Written exercise a: In the blog post about Ray Liotta below, reproduce word for word the passage that begins with the words containing "I’m sure if" and ends with "a lawyer before.".
=== Text ===
Showing posts with label the irishman. Show all posts
Showing posts with label the irishman. Show all posts

Friday, December 20, 2019

What the other goodfella has been up to

Robert De Niro and Joe Pesci have been earning a lot of praise this fall leading into winter (leading into summer in Australia), but there’s one goodfella who has been flying a bit under the radar.

Ray Liotta does not appear in The Irishman, but he does appear in Netflix’s other big awards contender released within the past month, Marriage Story. And I’d argue that what he’s doing here may be more interesting than what they’re doing there.

I’m sure if Martin Scorsese had written a part in The Irishman for Liotta (Harvey Keitel’s?), he would have gladly accepted it. A commitment to Marriage Story would not have prevented him. But if not being in The Irishman did, in some way, allow him to be in Noah Baumbach’s film, I’m grateful for it.

See, De Niro and Pesci are doing things they’ve done before. Many times before. That’s kind of the point. And to their credit, they are both playing significantly less hot-headed versions of their prior incarnations of these characters, in a way that particularly surprised me in Pesci's case.

Ray Liotta? I don’t think I’ve ever seen him be a lawyer before.

There are a lot of credits on Liotta’s IMDB page – 116, to be exact – and I can’t possibly know what all those roles were, especially as some of them were in movies that no one saw. But a cursory scan of the titles, coupled with the ones I’ve already seen, tells me it’s very unlikely that he’s ever played an attorney.

And even if he has, it has probably been a shady attorney, one indistinguishable from the mobster rolls that have been his bread and butter ever since Goodfellas made him famous. If not actual mobsters, then criminals, lowlifes and other rapscallions.

But in Marriage Story, he’s the best divorce lawyer money can buy – which I don’t suppose rules out the concept of him being shady. In fact, at $850/hour, maybe he’s even more shady. But he’s clearly respectable, as only people who can afford it pay for him.

And he’s really good in the role. It may have less than ten minutes of screen time in total over only two or possibly three scenes, but Liotta makes that character truly believable, an able sparring partner for superlative Laura Dern on the other side of the aisle. I believe that Liotta could argue for his client like a shark going after chum, and not just because he’s a sleazebag familiar with all the tricks. It’s because he’s an actually competent lawyer playing a kill-or-be-killed game.

Seeing Ray Liotta as a respectable lawyer tells me Liotta is not done reinventing himself as an actor. As for Pesci and De Niro, they are both paying homage to, and possibly suggesting they have nowhere still to go from, the roles that made them famous. Pesci had to come out of actual retirement to play the role, as a matter of fact.
=== Material shown ===
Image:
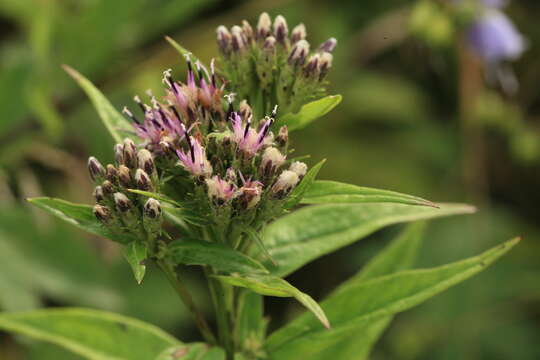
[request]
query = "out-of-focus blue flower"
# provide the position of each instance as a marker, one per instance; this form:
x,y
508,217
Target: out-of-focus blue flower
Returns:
x,y
494,37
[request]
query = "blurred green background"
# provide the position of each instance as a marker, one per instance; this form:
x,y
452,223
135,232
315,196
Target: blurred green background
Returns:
x,y
409,122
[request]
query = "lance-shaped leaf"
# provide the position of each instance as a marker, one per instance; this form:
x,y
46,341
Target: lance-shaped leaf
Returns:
x,y
79,215
309,112
118,126
219,256
358,306
273,286
93,334
326,192
399,255
307,182
135,253
314,231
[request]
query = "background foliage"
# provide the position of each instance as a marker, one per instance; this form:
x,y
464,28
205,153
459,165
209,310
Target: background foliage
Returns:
x,y
400,127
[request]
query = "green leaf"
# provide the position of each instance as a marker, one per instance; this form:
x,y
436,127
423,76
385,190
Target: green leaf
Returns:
x,y
273,286
79,215
325,192
118,126
194,351
93,334
135,253
313,231
307,182
219,256
397,256
360,305
309,112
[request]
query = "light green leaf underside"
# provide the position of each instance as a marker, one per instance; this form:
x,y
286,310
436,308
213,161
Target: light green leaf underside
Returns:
x,y
273,286
95,335
135,254
194,351
313,231
307,182
358,306
219,256
79,215
399,255
309,112
117,125
325,192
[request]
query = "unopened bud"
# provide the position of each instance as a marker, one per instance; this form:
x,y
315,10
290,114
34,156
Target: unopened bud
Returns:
x,y
143,180
96,170
281,30
123,204
299,168
145,161
119,154
124,176
102,213
129,153
264,26
224,39
99,196
283,136
285,182
298,54
272,159
328,46
298,33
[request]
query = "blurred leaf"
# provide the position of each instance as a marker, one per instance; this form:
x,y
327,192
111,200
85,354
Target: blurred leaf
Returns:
x,y
299,191
118,126
219,256
273,286
135,253
90,333
194,351
325,191
313,231
359,304
79,215
309,112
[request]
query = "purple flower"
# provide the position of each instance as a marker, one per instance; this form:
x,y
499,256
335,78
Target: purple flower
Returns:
x,y
494,38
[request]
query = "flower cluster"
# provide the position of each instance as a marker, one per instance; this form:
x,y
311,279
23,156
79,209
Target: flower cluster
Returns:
x,y
270,66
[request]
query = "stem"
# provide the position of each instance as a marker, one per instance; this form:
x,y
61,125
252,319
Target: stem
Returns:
x,y
184,294
219,298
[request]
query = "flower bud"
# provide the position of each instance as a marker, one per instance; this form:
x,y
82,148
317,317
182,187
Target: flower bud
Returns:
x,y
281,30
96,170
119,154
328,46
129,153
299,168
145,161
238,40
285,182
111,173
298,33
102,213
124,176
152,209
272,159
283,136
298,54
99,196
224,39
123,204
143,180
263,26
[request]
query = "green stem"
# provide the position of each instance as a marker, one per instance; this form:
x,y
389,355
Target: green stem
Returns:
x,y
184,294
219,298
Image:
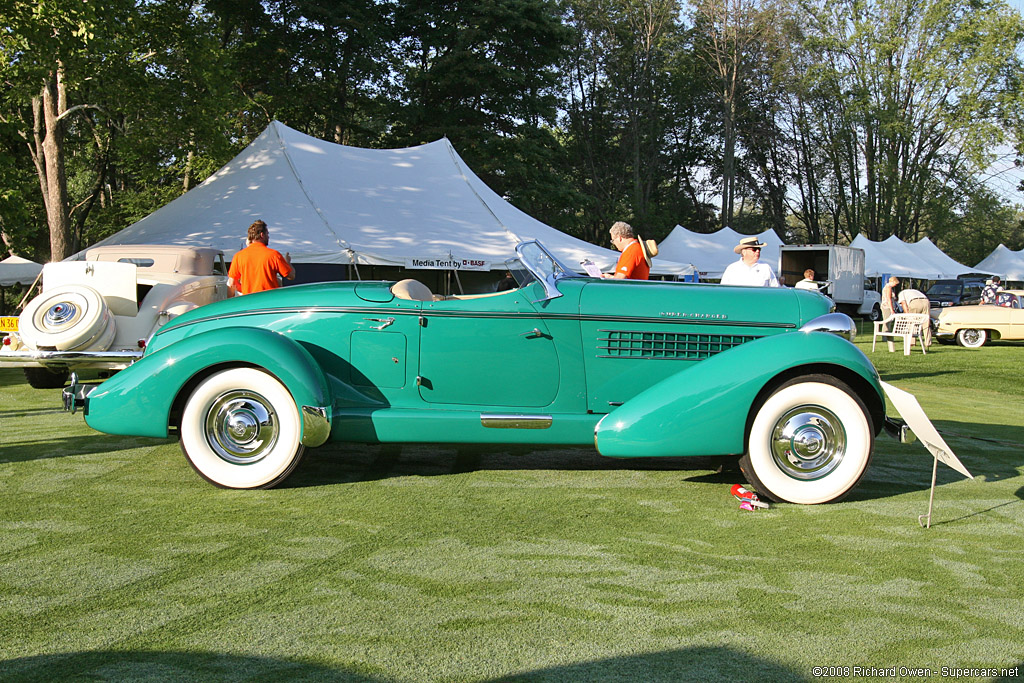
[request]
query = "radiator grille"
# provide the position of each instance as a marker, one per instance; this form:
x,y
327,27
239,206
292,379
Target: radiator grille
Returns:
x,y
623,344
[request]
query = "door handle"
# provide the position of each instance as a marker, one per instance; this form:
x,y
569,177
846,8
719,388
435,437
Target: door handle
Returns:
x,y
384,322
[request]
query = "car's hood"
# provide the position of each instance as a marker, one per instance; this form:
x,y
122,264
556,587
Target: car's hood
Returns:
x,y
753,306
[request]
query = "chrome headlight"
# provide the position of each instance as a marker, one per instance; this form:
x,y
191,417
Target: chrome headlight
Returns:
x,y
837,324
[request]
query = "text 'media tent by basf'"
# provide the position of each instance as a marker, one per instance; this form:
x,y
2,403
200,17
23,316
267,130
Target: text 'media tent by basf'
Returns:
x,y
415,208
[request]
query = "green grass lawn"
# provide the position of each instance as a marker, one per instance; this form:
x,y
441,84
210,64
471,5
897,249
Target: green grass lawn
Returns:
x,y
435,563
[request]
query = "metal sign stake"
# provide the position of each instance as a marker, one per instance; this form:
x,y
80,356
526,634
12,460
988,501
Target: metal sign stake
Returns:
x,y
931,498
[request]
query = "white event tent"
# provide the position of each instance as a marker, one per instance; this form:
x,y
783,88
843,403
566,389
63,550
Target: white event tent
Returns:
x,y
949,266
17,270
922,259
712,253
1005,262
324,203
895,257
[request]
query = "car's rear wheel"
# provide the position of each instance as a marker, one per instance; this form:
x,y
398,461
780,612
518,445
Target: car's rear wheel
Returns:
x,y
972,338
44,378
241,429
810,441
73,317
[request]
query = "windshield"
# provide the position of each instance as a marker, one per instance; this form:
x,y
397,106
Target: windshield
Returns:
x,y
543,265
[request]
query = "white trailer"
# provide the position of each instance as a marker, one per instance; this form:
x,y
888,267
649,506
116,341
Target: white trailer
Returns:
x,y
839,271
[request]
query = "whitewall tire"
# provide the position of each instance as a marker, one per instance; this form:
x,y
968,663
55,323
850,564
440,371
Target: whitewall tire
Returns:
x,y
73,317
241,429
810,441
971,338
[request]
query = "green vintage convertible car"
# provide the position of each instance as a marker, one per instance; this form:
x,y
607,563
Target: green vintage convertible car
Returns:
x,y
636,369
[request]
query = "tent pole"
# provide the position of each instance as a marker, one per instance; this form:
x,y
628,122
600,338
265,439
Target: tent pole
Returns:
x,y
459,282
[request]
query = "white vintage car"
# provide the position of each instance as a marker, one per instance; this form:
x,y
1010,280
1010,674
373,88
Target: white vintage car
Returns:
x,y
95,316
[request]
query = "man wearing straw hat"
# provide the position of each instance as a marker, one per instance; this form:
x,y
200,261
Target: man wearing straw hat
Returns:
x,y
634,263
748,270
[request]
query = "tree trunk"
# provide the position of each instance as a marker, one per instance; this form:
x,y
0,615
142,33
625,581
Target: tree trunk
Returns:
x,y
50,163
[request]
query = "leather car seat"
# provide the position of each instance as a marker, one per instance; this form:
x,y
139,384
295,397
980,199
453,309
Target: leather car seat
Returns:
x,y
413,290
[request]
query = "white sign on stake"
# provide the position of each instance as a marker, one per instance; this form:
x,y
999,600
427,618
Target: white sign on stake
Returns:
x,y
446,263
908,408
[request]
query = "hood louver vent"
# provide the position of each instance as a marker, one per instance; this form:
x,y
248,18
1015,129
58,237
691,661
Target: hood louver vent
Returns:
x,y
625,344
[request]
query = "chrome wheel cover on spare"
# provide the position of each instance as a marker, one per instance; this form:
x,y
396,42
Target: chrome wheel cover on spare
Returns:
x,y
71,317
242,427
971,337
808,442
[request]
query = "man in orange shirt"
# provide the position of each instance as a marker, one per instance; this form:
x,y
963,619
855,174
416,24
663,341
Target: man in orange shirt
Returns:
x,y
632,263
256,267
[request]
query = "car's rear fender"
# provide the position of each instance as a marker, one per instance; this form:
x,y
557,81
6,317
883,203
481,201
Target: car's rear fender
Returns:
x,y
702,410
141,399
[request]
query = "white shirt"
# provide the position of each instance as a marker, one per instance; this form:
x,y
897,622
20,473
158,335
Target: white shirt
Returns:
x,y
909,295
759,274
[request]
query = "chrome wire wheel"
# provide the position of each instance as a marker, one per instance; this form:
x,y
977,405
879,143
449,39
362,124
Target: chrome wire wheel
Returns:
x,y
971,338
808,442
242,427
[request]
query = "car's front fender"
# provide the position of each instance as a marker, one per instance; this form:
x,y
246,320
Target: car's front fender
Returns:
x,y
138,400
702,410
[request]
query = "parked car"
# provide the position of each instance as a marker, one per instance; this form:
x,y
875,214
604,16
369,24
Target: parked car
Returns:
x,y
974,326
944,293
95,316
637,369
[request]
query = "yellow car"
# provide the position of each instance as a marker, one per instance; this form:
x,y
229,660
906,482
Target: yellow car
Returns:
x,y
974,326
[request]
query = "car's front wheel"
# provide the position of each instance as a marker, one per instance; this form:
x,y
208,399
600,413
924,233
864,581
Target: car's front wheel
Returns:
x,y
810,441
972,338
241,429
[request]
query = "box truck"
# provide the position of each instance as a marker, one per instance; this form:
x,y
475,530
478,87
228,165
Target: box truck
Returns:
x,y
839,271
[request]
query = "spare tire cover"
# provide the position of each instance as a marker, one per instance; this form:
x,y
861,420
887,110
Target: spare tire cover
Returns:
x,y
71,317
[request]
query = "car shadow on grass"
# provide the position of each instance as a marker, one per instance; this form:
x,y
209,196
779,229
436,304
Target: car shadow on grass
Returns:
x,y
45,449
896,469
345,463
668,666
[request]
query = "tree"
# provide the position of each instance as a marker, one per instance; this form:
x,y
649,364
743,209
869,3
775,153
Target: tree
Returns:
x,y
909,96
730,34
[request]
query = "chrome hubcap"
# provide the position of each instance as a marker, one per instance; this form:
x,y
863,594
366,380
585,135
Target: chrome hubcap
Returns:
x,y
242,427
808,442
60,314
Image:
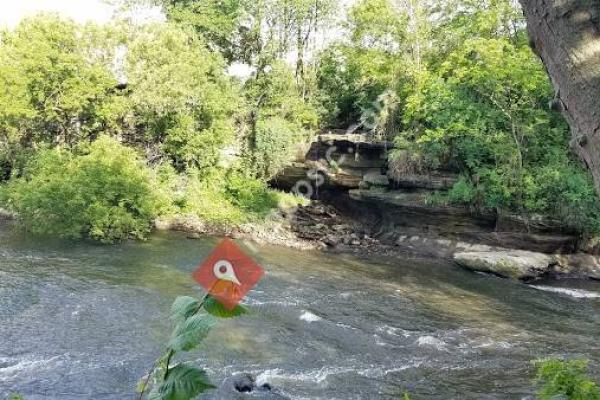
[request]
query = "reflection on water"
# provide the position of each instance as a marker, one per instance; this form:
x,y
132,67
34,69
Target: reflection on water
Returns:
x,y
82,321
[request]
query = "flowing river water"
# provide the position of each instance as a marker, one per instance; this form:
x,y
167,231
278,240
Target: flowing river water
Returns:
x,y
82,321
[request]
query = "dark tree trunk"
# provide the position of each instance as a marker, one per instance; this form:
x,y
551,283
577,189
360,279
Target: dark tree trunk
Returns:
x,y
566,35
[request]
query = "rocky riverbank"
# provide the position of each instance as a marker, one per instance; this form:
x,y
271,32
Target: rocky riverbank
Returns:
x,y
367,209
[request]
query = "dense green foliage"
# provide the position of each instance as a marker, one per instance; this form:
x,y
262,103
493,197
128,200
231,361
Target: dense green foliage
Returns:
x,y
163,95
103,192
193,320
452,83
567,380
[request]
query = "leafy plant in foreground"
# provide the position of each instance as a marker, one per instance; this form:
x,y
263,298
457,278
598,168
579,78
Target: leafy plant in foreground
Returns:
x,y
193,320
565,380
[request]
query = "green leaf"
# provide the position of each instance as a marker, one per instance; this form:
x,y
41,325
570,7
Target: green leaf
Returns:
x,y
189,333
215,308
183,308
184,382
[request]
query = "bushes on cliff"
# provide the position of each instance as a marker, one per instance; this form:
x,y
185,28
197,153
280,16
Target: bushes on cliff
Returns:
x,y
104,192
567,380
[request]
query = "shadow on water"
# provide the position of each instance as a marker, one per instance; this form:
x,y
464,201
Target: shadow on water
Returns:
x,y
86,321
===
Written exercise b: Pick out every line of the listing above that contains the string "plant", and copy each one.

Exercise output a:
I’m sure if Martin Scorsese had written a part in The Irishman for Liotta (Harvey Keitel’s?), he would have gladly accepted it. A commitment to Marriage Story would not have prevented him. But if not being in The Irishman did, in some way, allow him to be in Noah Baumbach’s film, I’m grateful for it.

See, De Niro and Pesci are doing things they’ve done before. Many times before. That’s kind of the point. And to their credit, they are both playing significantly less hot-headed versions of their prior incarnations of these characters, in a way that particularly surprised me in Pesci's case.

Ray Liotta? I don’t think I’ve ever seen him be a lawyer before.

Exercise output b:
query = "leafy plant in foreground"
Target: leafy plant in foreground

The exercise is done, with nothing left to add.